In the article about costume designer Sean Smith, which season of Saturday Night Live did he spend working in the show's costume department?

■ ARTICLE:
begin

Costume Design Alum Sean Smith is making a name for himself in NYC one SATURDAY NIGHT (LIVE) at a time, and tells us all about working for the legendary TV comedy's 41st season.
The stories have been part of pop culture for over four decades, (almost) always sharing how demanding and crazy and FUN it is for the creators and stars of Saturday Night Live to bring its signature outrageous comedy to the air every season. For Sean Smith, a 2014 MFA Costume Design alum, those stories are now personal, as he spent the show’s 41st season working inside its costume department. The job was just the latest in a series of career successes for the young designer that are proving that his talent will be seen on the theatre and film stages of New York City for a long time to come.
While a UofSC student, the Ohio-native honed his costume design skills on such main stage productions as Shakespeare’s King Lear, Noël Coward’s Present Laughter, Tom Stoppard’s Arcadia, and Tennessee Williams’ short play, The Pretty Trap. In his final semester, Sean found himself working in the studios of famed costume designer William Ivey Long, preparing for the March 2014 opening of Woody Allen’s Bullets Over Broadway, which would go on to be nominated for six Tony Awards® (including Best Costume Design of a Musical) and win the Drama Desk Award for Outstanding Costume Design. It was that internship that started Sean on his professional career.

end

■ ENTRIES:
begin

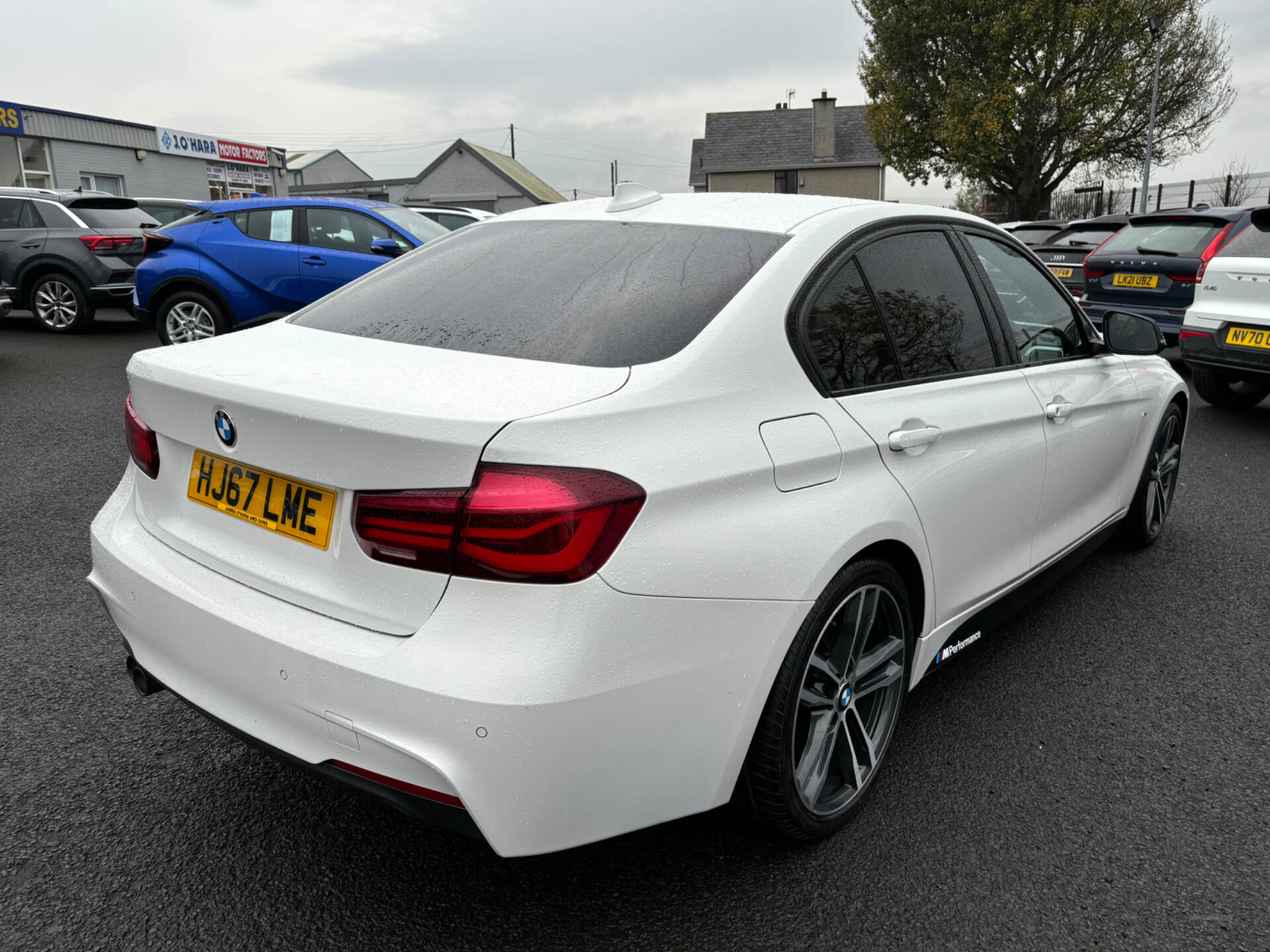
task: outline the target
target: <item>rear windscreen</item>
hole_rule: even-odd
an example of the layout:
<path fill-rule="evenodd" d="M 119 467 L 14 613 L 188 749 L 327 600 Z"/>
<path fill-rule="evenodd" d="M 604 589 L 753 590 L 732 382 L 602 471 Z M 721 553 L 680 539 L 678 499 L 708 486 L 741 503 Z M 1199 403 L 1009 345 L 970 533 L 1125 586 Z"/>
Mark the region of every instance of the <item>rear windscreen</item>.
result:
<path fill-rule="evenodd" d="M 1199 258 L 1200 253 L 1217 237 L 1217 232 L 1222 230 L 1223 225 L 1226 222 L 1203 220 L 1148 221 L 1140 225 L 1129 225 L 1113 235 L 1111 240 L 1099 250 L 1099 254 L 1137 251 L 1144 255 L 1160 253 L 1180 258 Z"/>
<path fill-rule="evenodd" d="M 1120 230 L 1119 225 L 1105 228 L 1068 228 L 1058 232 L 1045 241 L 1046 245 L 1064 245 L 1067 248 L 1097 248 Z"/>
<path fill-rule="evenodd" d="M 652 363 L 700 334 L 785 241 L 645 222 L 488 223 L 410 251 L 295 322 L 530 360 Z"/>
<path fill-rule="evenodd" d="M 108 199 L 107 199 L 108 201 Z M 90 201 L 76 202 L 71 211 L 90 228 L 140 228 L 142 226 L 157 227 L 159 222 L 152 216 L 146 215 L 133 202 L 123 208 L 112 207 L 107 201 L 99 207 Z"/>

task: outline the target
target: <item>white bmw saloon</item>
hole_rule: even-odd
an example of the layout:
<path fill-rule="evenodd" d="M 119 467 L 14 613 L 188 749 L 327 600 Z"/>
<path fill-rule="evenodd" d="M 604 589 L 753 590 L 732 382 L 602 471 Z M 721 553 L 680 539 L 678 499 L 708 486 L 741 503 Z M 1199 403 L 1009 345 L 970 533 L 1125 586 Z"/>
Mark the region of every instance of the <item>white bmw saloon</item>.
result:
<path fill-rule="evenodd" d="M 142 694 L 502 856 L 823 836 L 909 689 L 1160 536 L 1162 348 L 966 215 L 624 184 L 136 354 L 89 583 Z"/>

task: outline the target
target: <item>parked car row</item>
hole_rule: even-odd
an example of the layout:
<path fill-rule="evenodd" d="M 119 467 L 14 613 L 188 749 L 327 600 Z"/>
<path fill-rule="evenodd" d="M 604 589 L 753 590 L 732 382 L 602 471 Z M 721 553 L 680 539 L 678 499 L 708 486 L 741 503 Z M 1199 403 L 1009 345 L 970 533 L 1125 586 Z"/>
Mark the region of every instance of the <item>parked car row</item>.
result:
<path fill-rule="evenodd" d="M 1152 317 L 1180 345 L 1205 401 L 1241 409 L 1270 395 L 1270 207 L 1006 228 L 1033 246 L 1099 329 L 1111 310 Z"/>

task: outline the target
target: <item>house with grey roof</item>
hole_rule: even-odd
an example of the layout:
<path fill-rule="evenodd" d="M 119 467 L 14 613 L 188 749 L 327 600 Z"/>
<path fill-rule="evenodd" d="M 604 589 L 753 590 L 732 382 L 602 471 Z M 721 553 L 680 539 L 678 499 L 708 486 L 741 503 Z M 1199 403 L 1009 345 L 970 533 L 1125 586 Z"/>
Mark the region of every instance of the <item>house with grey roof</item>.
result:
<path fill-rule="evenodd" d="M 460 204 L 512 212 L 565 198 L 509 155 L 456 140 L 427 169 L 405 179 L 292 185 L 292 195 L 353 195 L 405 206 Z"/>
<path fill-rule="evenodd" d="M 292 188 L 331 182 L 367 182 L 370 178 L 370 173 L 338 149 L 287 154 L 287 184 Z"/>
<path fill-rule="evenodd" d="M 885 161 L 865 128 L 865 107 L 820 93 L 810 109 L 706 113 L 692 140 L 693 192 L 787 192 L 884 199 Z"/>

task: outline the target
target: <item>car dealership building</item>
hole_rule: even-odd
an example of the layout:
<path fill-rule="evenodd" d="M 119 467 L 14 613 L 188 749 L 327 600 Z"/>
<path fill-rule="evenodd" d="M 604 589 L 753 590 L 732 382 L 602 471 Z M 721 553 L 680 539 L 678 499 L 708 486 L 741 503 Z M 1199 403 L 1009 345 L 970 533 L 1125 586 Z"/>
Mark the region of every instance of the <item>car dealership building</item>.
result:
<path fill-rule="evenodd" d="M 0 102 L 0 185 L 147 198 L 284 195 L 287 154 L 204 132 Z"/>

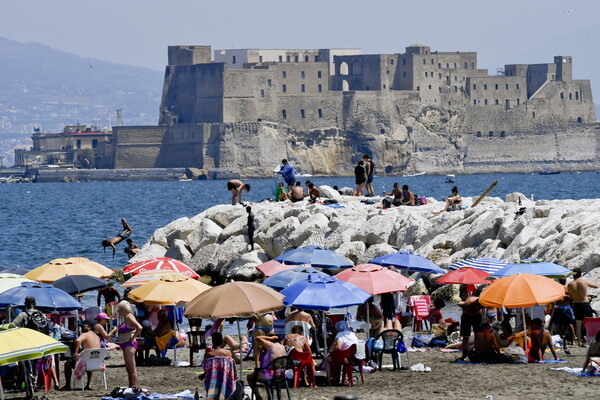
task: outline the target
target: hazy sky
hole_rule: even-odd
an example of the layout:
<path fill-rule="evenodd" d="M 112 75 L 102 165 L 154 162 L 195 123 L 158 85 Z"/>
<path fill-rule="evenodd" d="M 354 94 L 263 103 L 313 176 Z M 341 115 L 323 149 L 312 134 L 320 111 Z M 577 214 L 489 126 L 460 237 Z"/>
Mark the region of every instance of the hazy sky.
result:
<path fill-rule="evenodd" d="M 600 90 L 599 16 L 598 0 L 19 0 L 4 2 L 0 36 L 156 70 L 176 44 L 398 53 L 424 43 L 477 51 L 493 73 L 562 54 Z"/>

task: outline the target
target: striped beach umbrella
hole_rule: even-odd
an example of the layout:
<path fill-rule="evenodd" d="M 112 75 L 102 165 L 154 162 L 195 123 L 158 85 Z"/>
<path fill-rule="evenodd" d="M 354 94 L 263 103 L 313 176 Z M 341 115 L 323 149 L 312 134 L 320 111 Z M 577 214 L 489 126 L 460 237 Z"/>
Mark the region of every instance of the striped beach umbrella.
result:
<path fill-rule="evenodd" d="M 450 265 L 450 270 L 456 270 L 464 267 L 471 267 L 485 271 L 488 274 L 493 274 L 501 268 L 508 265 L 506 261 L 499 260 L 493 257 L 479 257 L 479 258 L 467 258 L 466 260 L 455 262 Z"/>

end

■ ANSWER FOR THIS EXERCISE: The show's 41st season.